§ Stated problem: Copy the entries below without any change, beginning at the line that contains "Spot all occurrences of polka" and stopping after the line that contains "288 196 342 260". Include both of those lines.

§ Stored rows:
================
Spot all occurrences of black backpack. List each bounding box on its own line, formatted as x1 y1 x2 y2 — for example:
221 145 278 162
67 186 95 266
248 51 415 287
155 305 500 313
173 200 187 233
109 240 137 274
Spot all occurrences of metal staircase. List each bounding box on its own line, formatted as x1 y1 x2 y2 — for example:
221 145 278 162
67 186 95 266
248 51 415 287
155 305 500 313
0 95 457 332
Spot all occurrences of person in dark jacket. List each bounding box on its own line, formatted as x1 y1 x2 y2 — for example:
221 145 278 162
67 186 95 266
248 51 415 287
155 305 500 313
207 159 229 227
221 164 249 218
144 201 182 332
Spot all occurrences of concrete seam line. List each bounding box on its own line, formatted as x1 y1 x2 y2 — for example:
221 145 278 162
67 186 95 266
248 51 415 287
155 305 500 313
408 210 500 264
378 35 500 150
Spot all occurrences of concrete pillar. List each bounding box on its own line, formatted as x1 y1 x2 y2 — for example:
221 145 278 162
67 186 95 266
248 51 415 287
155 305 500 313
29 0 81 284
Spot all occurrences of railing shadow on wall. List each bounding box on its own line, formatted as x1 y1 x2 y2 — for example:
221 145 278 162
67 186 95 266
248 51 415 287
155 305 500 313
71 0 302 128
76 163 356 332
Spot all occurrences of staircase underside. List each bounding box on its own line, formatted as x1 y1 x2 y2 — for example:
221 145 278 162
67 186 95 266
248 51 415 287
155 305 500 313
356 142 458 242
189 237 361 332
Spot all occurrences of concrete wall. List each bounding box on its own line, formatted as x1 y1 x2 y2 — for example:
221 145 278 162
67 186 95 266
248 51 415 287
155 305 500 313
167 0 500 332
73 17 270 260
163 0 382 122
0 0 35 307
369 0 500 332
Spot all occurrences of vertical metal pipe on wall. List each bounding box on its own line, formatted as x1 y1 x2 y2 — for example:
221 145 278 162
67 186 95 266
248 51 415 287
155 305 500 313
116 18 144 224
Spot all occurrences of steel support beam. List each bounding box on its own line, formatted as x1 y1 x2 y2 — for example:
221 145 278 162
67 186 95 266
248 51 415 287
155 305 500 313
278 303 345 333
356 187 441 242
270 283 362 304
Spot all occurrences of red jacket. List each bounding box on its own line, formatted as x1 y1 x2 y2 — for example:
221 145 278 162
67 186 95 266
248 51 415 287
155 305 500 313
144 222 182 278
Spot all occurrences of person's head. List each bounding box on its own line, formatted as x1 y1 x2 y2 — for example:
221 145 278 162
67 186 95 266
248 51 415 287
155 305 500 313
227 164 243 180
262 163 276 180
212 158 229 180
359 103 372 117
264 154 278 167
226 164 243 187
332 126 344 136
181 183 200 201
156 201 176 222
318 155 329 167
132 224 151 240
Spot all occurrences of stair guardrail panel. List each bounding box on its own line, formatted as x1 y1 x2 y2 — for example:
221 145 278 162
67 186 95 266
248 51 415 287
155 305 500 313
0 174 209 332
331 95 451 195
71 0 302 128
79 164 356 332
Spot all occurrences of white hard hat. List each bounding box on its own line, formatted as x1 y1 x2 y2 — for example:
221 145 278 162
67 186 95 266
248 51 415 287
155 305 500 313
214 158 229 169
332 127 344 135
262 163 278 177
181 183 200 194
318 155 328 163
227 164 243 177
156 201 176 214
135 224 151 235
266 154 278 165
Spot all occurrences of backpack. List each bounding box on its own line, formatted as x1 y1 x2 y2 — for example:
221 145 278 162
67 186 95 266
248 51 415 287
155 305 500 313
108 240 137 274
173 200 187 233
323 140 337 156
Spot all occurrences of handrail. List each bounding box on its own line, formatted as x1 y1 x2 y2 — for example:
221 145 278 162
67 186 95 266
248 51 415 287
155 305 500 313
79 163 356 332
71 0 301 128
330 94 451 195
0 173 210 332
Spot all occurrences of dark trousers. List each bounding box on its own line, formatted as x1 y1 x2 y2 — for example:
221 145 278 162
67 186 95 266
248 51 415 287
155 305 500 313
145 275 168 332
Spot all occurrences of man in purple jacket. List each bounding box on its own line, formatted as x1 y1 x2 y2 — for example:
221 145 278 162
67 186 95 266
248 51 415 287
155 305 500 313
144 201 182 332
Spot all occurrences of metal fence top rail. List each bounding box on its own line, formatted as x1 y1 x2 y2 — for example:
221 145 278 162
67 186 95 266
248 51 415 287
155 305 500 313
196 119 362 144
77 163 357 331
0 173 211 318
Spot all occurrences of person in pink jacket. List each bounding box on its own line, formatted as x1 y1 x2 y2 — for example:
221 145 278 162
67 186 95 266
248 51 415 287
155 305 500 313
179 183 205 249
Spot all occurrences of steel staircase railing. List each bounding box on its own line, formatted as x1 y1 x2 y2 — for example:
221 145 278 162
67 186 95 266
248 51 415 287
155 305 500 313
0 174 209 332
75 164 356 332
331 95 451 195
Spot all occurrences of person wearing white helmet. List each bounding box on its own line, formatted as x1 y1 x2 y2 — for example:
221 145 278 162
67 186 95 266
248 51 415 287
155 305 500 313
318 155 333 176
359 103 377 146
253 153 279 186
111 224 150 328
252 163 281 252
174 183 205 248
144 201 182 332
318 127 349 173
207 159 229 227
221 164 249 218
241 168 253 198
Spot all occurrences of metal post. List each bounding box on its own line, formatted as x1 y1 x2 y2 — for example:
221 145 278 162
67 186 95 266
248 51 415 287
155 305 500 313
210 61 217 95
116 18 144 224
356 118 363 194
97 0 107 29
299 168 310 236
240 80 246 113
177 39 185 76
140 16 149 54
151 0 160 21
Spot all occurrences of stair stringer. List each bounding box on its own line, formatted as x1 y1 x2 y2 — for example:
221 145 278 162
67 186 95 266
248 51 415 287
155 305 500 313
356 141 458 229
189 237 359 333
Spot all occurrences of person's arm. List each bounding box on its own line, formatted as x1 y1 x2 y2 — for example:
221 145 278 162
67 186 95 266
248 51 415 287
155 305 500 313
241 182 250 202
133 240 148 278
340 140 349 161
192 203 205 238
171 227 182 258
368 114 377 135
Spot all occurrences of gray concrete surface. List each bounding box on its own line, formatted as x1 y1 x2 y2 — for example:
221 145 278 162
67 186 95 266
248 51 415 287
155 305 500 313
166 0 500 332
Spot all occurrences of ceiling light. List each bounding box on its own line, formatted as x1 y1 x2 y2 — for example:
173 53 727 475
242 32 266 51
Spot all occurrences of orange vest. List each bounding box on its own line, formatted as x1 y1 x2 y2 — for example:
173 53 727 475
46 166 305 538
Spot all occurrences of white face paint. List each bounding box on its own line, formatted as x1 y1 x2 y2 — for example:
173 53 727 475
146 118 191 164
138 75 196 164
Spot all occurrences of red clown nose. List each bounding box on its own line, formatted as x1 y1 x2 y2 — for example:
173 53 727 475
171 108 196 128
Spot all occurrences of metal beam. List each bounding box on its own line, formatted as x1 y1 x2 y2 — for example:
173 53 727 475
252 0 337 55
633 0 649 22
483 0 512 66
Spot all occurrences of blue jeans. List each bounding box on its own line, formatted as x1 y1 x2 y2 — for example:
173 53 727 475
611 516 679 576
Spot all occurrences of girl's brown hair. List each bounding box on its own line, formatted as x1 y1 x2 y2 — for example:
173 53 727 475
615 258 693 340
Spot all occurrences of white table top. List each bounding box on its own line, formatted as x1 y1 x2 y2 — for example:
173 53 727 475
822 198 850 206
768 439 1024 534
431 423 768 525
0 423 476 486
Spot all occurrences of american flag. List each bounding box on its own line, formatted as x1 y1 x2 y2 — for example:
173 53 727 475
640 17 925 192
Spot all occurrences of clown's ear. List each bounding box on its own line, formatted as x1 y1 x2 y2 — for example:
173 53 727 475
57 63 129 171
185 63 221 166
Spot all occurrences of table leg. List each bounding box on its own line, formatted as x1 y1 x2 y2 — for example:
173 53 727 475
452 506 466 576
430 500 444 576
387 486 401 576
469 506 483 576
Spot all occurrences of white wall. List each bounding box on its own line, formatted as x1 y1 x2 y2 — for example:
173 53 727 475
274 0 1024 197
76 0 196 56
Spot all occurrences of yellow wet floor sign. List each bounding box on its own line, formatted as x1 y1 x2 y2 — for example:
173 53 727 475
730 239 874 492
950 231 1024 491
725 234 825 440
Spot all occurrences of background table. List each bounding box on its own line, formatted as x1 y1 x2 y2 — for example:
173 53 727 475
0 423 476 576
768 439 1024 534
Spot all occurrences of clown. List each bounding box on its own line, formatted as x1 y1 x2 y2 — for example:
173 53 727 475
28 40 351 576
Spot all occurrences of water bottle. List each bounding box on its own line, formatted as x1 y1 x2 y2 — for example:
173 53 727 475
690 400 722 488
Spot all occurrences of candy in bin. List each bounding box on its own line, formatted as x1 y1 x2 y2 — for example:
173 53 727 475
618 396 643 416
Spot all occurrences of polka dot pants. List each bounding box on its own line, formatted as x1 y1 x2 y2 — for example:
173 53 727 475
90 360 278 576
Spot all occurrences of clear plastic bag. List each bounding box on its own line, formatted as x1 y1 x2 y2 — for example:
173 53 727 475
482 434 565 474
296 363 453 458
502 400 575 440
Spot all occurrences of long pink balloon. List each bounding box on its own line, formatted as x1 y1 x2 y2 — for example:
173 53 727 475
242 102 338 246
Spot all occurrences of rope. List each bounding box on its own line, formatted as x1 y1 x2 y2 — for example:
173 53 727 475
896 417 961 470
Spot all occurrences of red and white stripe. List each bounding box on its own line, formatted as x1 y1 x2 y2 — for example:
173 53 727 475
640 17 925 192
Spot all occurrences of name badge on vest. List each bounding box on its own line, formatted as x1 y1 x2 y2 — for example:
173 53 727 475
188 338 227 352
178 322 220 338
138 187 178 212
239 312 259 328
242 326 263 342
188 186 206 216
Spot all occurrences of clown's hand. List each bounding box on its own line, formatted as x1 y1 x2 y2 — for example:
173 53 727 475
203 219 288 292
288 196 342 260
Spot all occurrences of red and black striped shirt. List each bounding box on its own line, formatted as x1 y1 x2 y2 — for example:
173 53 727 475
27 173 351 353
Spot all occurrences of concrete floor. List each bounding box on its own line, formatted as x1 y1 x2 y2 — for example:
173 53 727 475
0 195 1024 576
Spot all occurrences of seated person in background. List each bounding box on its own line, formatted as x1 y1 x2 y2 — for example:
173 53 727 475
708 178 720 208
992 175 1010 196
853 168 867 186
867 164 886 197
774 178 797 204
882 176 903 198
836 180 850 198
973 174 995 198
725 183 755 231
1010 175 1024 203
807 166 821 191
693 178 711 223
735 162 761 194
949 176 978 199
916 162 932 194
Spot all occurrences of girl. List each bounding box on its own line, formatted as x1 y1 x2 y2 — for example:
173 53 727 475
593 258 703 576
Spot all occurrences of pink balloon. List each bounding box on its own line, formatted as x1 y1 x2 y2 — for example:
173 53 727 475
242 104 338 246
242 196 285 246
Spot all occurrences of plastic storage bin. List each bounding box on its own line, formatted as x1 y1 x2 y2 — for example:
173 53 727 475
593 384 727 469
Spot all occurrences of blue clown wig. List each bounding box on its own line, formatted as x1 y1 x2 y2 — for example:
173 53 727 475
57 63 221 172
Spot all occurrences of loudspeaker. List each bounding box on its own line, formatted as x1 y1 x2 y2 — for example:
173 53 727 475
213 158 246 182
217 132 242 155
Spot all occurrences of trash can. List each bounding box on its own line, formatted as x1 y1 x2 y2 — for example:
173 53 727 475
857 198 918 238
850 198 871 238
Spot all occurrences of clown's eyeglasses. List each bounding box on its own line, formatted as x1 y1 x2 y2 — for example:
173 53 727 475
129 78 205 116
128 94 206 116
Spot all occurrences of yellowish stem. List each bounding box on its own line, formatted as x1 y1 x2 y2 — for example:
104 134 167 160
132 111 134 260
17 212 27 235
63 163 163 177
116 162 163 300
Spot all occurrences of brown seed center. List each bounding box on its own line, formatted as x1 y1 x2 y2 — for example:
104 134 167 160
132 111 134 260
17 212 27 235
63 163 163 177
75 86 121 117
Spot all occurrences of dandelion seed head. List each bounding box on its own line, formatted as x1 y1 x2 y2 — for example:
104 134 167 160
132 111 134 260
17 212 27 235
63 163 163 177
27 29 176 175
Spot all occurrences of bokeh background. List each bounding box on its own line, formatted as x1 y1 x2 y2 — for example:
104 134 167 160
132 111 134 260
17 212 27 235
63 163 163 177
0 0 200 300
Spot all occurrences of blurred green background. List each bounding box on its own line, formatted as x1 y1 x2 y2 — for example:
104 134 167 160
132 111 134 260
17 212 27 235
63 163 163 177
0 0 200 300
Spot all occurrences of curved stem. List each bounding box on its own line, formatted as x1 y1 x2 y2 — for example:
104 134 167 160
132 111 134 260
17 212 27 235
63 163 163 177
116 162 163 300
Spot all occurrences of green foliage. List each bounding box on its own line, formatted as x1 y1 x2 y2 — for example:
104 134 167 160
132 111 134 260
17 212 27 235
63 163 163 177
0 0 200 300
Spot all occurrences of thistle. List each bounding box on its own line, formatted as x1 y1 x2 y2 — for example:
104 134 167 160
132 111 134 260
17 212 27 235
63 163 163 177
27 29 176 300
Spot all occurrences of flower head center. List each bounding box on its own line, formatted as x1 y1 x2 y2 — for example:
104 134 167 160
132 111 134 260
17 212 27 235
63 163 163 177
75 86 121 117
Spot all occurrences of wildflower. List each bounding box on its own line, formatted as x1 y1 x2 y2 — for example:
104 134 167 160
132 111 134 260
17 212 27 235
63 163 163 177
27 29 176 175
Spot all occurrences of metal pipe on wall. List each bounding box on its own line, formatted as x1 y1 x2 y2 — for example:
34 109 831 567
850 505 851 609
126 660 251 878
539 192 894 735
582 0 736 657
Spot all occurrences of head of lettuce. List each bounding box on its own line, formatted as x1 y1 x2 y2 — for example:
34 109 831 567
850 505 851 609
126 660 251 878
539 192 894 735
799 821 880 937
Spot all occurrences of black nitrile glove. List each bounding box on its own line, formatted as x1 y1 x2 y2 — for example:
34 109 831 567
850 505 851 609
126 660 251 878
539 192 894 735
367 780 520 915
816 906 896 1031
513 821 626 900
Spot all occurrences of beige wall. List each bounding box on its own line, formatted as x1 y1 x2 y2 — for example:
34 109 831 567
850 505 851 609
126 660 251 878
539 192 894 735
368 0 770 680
================
§ Exercise solution:
Spot all occurrences of polka dot pants. List each bounding box on its own line, formatted as x1 y1 x2 y2 — for example:
173 53 727 475
90 360 278 576
Spot all occurrences of clear plastic bag. List each bounding box on its own line, formatted as x1 y1 x2 y2 — for example:
173 53 727 475
482 434 565 474
296 363 453 458
502 400 575 440
Spot all occurrences of long pink balloon. List each bounding box on its own line, formatted as x1 y1 x2 y2 — for example:
173 53 727 475
242 102 338 246
Spot all occurrences of rope. List each bounding box on its own line, formatted as x1 y1 x2 y2 — for example:
173 53 727 475
896 417 961 470
Spot all occurrences of red and white stripe. List each bounding box on its own line, formatted as x1 y1 x2 y2 — for example:
173 53 727 475
640 17 925 192
Spot all occurrences of name badge on vest. List each bounding box on its own line, formatted as x1 y1 x2 y2 — for example:
173 53 727 475
188 338 227 352
178 322 220 338
138 187 178 212
239 312 259 328
242 326 263 342
188 186 206 216
Spot all occurrences of clown's hand. List each bounding box on its own line, formatted as x1 y1 x2 y2 — for example:
173 53 727 475
203 219 288 292
288 196 342 260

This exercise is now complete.